*** Exercise data ***
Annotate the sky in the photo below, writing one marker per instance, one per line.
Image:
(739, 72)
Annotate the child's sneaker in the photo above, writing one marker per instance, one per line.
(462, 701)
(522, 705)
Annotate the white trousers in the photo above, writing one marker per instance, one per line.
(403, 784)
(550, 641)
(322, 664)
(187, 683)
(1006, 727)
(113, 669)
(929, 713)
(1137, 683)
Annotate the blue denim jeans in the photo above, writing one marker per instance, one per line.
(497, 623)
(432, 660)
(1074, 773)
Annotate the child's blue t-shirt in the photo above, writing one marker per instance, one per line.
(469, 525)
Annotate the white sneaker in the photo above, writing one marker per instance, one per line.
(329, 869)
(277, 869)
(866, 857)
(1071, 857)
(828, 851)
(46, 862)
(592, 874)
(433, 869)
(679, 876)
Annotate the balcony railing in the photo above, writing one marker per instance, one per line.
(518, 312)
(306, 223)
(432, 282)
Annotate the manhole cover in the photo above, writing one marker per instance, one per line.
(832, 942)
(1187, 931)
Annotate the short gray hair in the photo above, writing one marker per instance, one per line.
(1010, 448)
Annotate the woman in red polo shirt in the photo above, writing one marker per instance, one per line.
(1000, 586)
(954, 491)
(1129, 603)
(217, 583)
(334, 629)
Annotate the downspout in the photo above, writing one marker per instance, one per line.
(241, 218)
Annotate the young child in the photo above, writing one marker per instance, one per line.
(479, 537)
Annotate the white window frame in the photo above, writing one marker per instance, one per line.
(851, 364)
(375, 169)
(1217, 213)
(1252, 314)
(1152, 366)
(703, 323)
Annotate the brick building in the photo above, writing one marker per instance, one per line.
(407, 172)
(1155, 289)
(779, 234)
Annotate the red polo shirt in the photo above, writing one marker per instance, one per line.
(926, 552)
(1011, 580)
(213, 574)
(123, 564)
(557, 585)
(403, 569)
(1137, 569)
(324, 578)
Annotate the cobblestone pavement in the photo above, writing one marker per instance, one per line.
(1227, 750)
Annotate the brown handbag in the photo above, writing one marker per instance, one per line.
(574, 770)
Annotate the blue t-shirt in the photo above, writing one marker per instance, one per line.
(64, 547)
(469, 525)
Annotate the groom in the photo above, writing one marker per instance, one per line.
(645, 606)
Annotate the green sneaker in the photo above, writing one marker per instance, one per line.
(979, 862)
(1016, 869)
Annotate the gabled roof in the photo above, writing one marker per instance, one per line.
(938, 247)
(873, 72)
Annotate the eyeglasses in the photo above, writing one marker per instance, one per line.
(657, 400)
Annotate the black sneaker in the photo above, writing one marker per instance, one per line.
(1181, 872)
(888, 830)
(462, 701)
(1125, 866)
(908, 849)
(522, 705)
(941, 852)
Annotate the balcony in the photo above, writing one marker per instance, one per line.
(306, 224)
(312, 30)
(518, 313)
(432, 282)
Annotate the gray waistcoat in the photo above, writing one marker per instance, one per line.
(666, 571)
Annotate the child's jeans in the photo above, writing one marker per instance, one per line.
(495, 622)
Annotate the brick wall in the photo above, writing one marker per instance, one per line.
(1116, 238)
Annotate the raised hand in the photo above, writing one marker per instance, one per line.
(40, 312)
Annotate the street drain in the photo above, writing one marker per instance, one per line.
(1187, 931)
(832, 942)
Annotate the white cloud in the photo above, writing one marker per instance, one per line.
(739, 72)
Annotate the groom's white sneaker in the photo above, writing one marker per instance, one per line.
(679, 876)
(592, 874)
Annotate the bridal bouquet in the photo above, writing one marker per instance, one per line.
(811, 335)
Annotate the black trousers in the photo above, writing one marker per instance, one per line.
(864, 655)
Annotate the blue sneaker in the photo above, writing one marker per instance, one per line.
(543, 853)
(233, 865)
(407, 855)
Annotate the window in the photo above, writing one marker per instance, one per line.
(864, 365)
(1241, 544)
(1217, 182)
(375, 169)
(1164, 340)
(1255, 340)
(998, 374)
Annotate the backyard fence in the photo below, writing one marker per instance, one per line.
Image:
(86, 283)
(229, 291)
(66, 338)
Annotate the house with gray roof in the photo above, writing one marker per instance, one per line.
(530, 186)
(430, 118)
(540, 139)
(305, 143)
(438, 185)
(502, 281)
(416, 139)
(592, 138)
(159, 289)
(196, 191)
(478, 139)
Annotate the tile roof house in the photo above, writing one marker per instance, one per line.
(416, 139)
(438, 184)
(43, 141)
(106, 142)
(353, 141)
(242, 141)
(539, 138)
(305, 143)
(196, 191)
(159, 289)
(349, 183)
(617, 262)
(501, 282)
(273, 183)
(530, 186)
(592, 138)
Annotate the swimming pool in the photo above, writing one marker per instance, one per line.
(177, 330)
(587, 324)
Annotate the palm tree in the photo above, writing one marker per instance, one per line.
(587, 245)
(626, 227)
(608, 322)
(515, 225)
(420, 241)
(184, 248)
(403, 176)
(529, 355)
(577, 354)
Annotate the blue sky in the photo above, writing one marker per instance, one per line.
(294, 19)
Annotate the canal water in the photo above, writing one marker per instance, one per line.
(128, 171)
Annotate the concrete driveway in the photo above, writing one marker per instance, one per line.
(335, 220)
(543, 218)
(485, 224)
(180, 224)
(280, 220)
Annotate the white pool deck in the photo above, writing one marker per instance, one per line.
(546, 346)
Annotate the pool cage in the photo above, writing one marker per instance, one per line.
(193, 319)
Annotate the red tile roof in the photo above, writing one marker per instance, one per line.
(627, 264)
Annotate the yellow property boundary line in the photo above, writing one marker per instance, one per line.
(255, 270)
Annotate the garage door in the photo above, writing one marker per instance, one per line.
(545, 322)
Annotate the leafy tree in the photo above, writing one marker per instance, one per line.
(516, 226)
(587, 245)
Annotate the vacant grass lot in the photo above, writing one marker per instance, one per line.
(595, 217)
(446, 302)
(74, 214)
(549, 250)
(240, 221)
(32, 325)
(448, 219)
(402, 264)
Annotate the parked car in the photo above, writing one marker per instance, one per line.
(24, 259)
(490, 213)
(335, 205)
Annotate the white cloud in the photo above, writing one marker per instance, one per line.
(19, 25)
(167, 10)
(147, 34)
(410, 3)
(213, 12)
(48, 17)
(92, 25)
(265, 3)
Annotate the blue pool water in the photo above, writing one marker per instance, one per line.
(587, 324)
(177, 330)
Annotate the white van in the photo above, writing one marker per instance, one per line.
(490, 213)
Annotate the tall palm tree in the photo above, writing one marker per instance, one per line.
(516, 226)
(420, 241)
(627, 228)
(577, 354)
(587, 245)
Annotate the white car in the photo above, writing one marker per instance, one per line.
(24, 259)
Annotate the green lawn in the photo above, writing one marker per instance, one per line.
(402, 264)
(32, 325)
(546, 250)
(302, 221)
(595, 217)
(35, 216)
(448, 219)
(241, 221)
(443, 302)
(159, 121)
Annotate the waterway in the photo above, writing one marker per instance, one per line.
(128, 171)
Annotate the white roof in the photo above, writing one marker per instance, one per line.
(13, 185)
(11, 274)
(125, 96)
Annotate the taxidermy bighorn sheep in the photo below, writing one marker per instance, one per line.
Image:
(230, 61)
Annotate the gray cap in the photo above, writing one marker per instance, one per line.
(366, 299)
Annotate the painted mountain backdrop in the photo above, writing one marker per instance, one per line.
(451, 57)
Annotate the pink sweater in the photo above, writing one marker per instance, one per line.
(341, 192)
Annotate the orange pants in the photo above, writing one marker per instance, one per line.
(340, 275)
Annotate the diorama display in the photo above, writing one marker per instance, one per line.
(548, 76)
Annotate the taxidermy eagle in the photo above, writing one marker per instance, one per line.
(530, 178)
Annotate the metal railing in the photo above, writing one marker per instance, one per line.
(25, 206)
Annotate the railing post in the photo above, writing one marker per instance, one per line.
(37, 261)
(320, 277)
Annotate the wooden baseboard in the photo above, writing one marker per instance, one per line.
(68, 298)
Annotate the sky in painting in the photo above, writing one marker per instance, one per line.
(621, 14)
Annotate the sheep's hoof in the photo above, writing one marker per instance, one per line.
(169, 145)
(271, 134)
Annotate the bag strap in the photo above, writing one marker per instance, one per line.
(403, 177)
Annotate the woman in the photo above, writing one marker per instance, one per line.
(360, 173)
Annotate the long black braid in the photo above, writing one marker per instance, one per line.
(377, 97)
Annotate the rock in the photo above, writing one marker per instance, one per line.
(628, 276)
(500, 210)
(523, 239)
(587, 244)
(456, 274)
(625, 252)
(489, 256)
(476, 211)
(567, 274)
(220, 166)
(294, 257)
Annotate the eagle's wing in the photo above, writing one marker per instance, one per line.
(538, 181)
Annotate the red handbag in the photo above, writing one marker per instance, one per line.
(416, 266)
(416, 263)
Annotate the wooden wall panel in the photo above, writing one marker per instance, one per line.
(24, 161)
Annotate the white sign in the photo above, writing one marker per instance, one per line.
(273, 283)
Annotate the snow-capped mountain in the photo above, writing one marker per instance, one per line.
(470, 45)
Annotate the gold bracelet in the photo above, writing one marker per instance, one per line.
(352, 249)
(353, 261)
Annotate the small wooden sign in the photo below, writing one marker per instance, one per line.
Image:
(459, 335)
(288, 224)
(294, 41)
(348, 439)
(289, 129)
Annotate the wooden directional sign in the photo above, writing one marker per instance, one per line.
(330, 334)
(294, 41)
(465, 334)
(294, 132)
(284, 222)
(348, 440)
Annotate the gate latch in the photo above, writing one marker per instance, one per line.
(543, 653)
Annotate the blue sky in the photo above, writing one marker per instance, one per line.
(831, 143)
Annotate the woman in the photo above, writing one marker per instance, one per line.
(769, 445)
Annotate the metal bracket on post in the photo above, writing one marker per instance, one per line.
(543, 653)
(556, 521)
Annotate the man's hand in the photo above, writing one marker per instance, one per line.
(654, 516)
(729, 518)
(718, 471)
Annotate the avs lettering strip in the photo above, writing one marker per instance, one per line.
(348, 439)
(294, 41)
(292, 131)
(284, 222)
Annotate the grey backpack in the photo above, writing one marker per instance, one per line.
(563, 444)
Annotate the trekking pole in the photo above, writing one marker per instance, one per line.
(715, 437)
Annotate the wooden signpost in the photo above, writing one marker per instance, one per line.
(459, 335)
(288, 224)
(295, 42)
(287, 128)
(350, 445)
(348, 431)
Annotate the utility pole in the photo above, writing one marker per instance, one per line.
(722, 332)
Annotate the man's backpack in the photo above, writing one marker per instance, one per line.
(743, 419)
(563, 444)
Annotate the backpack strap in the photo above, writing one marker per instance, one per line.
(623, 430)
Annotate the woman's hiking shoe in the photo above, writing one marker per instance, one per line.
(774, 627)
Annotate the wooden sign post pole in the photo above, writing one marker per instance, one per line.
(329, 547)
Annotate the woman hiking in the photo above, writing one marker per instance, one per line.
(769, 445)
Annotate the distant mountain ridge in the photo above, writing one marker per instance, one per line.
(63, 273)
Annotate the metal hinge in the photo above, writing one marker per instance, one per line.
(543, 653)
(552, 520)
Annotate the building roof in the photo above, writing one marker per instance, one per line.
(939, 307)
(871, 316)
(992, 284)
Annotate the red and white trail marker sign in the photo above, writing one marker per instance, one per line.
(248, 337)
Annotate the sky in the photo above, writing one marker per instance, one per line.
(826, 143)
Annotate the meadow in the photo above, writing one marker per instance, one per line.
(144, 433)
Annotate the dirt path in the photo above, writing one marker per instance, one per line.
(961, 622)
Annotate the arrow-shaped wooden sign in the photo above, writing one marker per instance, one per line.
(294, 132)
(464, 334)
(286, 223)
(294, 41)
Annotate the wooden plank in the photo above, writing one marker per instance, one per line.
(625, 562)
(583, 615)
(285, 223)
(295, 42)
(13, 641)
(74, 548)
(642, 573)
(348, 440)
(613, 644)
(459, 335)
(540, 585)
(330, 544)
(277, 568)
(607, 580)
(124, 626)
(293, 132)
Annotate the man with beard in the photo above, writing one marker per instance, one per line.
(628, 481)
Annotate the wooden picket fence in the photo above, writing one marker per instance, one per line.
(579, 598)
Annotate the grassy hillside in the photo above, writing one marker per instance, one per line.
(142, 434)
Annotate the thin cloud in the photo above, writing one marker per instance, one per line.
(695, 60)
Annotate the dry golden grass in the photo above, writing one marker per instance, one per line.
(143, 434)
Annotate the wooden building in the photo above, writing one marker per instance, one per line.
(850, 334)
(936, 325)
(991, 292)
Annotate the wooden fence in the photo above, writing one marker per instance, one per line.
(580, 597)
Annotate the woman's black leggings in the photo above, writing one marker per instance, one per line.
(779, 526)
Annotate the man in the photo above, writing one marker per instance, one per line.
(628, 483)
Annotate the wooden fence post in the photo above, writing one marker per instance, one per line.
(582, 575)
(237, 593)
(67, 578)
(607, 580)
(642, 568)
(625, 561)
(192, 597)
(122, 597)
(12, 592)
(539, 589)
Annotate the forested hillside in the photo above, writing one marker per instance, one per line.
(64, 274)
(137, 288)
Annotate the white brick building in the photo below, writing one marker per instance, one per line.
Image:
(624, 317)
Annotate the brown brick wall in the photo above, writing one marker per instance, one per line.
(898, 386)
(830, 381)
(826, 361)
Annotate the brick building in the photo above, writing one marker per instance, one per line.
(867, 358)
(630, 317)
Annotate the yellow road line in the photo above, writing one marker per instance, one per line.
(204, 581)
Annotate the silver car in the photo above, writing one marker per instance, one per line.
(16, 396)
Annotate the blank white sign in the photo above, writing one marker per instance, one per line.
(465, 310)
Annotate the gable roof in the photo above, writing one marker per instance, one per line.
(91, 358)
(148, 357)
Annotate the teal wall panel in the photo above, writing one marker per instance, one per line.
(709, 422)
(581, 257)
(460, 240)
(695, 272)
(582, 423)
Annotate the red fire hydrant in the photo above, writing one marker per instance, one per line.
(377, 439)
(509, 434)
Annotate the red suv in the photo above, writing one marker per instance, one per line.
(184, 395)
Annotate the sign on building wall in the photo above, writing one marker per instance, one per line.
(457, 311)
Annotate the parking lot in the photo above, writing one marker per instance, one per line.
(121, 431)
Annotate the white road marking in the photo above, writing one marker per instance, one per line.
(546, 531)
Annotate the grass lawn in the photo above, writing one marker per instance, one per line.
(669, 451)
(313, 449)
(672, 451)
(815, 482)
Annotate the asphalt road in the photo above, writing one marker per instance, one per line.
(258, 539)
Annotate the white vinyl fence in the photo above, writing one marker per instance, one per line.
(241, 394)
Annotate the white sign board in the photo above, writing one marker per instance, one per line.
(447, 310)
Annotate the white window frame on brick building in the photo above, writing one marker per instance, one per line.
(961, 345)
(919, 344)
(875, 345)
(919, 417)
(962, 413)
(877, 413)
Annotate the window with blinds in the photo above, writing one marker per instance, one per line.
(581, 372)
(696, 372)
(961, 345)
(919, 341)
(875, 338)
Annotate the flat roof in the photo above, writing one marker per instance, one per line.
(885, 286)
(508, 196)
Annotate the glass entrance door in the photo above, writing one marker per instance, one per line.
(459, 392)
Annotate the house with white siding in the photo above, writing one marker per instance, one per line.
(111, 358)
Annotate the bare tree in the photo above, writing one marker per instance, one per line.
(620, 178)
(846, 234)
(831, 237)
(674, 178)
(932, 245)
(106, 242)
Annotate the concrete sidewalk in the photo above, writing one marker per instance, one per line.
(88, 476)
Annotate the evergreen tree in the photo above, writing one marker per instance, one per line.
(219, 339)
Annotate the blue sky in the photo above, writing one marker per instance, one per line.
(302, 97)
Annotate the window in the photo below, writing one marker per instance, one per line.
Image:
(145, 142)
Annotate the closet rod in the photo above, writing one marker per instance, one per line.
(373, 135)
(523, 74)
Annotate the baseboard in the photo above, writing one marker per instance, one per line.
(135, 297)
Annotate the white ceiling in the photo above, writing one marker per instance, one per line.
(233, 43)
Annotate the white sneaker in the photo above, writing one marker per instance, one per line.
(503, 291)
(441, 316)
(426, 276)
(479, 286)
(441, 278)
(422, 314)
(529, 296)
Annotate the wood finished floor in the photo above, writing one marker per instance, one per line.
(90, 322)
***
__Challenge__: Above are the records; copy exactly the lines from the one with "Annotate the window with" through the final line.

__In response__:
Annotate the window with blinds in the photo above, writing one marker per instance, one per line.
(581, 372)
(696, 372)
(961, 345)
(919, 341)
(875, 338)
Annotate the flat roof in the photo above, writing one marker per instance, one per line.
(885, 286)
(508, 196)
Annotate the glass entrance door in the photo above, writing one marker per instance, one per line.
(459, 392)
Annotate the house with white siding in the photo above, writing one marker per instance, one per line.
(111, 358)
Annotate the bare tree in the photo above, writing one marker per instance, one per line.
(620, 178)
(846, 234)
(831, 237)
(674, 178)
(932, 245)
(106, 242)
Annotate the concrete sidewalk in the photo above, writing one marker per instance, one per line.
(88, 476)
Annotate the evergreen tree in the photo above, writing one marker per instance, one per line.
(219, 339)
Annotate the blue sky in the photo above, writing one marker per instance, one per line.
(302, 97)
Annotate the window in the photo below, writing one marker per instance, one per line.
Image:
(145, 142)
Annotate the closet rod in the photo above, writing one marker per instance, one per line.
(373, 135)
(523, 74)
Annotate the baseboard in the photo above, writing one marker per instance, one per line.
(135, 297)
Annotate the white ceiling in the photo above, writing one marker per instance, one per line.
(233, 43)
Annotate the white sneaker in the photo above, writing one marker per instance, one per line.
(503, 291)
(441, 316)
(426, 276)
(479, 286)
(441, 278)
(422, 314)
(529, 296)
Annotate the wood finished floor in the photo above, writing one marker per instance, one per line.
(90, 322)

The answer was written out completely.